[Recorded data]
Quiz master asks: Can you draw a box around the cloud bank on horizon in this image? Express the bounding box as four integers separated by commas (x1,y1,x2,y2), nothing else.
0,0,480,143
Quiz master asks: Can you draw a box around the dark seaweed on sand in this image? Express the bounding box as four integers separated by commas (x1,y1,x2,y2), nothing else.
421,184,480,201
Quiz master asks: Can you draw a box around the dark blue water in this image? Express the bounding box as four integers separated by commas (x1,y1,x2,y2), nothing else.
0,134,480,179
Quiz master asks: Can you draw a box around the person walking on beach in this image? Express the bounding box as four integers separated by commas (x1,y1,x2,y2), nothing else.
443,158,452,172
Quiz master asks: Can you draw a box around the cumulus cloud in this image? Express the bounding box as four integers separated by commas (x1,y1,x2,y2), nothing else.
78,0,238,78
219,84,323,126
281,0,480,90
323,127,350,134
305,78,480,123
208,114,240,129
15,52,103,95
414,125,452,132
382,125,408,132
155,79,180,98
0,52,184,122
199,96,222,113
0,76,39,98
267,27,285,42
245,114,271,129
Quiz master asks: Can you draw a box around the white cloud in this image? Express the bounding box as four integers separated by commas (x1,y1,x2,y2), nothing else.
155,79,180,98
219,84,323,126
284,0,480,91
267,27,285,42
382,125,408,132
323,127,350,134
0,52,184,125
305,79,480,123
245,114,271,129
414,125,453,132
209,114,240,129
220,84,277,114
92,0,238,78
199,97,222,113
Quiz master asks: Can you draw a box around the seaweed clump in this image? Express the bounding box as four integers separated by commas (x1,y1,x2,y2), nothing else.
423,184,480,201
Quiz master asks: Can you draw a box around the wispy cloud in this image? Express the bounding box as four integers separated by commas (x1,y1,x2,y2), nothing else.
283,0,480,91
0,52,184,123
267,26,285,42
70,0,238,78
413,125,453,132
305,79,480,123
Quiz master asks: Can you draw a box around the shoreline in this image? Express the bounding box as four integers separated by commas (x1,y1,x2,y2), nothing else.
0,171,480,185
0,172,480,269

◆ EXERCISE OBJECTIVE
Reproduce all of the records above line by line, with no changes.

◆ ANSWER TO THE EXERCISE
Quiz master asks: Can you draw a box around the cloud bank on horizon in this image? Express the bounding box as four integers separated by commas (x1,y1,x2,y2), nothing else.
0,0,480,143
Quiz master asks: Can you draw a box around the dark seaweed on sand in this image? Express the bounding box as four integers separated by commas (x1,y1,x2,y2), nothing else.
421,184,480,201
Quiz master asks: Can you draw a box around the dark blue water in this image? Express the bounding box as four integers separated by commas (x1,y1,x2,y2), nothing else.
0,134,480,179
Quiz master asks: Can you draw a box around the person walking on beach in this image? Express the bounding box as four integers separated by commas (x1,y1,x2,y2), nothing else.
443,158,452,172
Quiz master asks: Can you draw a box around the cumulus cloud in this image? Express the bounding box as four integers separated by commas (x1,y1,x2,y2), nothing else.
78,0,238,78
219,84,323,126
281,0,480,90
323,127,350,134
305,78,480,123
208,114,240,129
15,52,103,95
414,125,452,132
382,125,408,132
155,79,180,98
0,52,184,122
199,96,222,113
0,76,39,98
267,27,285,42
245,114,271,129
Quiz master asks: Can you draw a box around the white cloud in this image? Express the bounding box as four integers separated by commas (x1,y1,x2,y2), nothing else.
155,79,180,98
219,84,323,126
284,0,480,91
267,27,285,42
382,125,408,132
323,127,350,134
0,52,184,125
305,79,480,123
245,114,271,129
414,125,453,132
209,114,240,129
220,84,277,114
92,0,238,78
199,97,222,113
Quiz master asks: Can you draw a box around the seaweed clump in this image? Express the bounding box as four integers separated by commas (x1,y1,x2,y2), nothing else.
423,184,480,201
Quiz master asks: Can you draw a box around the wispy cloud in this image? Express the bounding box as four integers separated by commas (x1,y1,x2,y2), nothing else.
283,0,480,91
0,52,184,123
267,26,285,42
70,0,238,78
413,125,453,132
305,79,480,123
Quiz master asks: Can you draw a box around the shoreline in this image? Express the bounding box as four integers separated by commas (x1,y1,x2,y2), nothing else.
0,171,480,185
0,172,480,269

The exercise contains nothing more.